Work instructions: Please copy the lines from the one holding "e.g. [(588, 549)]" through the one holding "[(510, 376), (388, 357), (457, 361)]", inclusive, swapping "fence post" for "gate post" and leaving everything else unchanged.

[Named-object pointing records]
* begin *
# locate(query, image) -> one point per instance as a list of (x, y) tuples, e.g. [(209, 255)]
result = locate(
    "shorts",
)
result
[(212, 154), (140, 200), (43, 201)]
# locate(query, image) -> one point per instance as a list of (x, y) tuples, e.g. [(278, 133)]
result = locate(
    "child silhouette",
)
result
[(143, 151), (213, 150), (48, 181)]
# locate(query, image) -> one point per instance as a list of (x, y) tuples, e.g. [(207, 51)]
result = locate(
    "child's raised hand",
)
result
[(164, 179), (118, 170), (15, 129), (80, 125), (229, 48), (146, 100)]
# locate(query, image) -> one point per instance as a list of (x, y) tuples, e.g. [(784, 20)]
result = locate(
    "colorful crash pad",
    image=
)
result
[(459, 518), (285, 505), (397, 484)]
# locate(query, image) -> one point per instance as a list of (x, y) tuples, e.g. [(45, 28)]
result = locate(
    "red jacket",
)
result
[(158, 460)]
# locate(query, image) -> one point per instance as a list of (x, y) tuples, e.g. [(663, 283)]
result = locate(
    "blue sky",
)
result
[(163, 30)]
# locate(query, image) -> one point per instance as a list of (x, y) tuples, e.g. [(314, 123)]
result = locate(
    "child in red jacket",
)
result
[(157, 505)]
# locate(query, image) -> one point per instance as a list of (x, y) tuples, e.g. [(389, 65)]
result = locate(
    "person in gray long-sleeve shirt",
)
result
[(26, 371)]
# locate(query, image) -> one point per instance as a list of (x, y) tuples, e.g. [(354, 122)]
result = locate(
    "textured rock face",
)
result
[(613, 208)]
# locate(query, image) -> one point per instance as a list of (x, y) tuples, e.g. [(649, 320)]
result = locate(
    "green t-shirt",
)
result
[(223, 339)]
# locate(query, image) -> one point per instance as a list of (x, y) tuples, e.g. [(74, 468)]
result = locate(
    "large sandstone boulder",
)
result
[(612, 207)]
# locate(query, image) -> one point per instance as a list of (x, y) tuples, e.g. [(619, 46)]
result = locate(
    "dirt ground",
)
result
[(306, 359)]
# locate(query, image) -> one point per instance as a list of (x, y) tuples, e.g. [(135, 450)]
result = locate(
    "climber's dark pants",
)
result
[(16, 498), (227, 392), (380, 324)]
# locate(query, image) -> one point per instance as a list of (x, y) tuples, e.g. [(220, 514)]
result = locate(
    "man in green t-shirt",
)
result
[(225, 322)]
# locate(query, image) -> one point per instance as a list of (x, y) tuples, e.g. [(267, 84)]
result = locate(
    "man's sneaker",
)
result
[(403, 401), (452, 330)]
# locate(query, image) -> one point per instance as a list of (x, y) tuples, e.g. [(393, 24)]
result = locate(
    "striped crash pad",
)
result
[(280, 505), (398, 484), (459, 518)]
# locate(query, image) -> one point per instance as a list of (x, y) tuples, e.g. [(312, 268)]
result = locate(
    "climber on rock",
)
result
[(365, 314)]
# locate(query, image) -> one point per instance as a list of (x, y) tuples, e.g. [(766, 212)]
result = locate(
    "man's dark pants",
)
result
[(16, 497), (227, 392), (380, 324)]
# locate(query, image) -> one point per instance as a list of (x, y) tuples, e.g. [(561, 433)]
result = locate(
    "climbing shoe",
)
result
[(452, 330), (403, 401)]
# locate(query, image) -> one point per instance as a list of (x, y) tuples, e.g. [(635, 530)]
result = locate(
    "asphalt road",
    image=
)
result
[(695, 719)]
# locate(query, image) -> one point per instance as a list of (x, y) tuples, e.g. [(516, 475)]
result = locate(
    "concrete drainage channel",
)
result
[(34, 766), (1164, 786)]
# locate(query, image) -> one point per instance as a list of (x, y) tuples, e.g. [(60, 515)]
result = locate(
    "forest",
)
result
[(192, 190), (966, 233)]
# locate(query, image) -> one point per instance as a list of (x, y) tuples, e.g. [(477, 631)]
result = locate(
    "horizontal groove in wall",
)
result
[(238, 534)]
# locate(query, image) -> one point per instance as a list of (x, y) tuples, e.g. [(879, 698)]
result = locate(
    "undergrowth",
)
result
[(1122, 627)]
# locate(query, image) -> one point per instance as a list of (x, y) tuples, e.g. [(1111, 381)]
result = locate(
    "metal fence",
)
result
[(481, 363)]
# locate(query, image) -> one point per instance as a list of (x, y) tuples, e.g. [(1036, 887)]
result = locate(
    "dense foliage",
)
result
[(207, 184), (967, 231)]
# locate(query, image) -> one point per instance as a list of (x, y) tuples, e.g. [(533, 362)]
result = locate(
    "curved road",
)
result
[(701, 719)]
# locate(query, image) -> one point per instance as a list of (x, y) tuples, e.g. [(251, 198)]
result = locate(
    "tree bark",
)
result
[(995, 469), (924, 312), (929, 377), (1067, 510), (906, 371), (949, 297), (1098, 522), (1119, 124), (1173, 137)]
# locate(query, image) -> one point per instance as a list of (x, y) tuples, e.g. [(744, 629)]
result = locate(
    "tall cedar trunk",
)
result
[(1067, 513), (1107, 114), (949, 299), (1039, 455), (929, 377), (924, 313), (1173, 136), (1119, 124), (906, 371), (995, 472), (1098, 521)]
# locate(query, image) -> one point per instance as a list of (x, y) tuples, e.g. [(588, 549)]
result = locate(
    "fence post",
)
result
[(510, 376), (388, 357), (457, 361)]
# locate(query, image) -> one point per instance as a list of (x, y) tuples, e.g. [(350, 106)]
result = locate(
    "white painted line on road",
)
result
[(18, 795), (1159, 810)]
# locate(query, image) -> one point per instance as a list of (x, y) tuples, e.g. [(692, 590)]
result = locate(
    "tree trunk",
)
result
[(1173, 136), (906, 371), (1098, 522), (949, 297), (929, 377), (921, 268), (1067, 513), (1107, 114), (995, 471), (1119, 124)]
* end *
Task result:
# locate(query, image) -> one point per instance as a list of (x, y) tuples, e.g. [(588, 549)]
result = locate(
    "gate post",
)
result
[(510, 376), (388, 357), (457, 361)]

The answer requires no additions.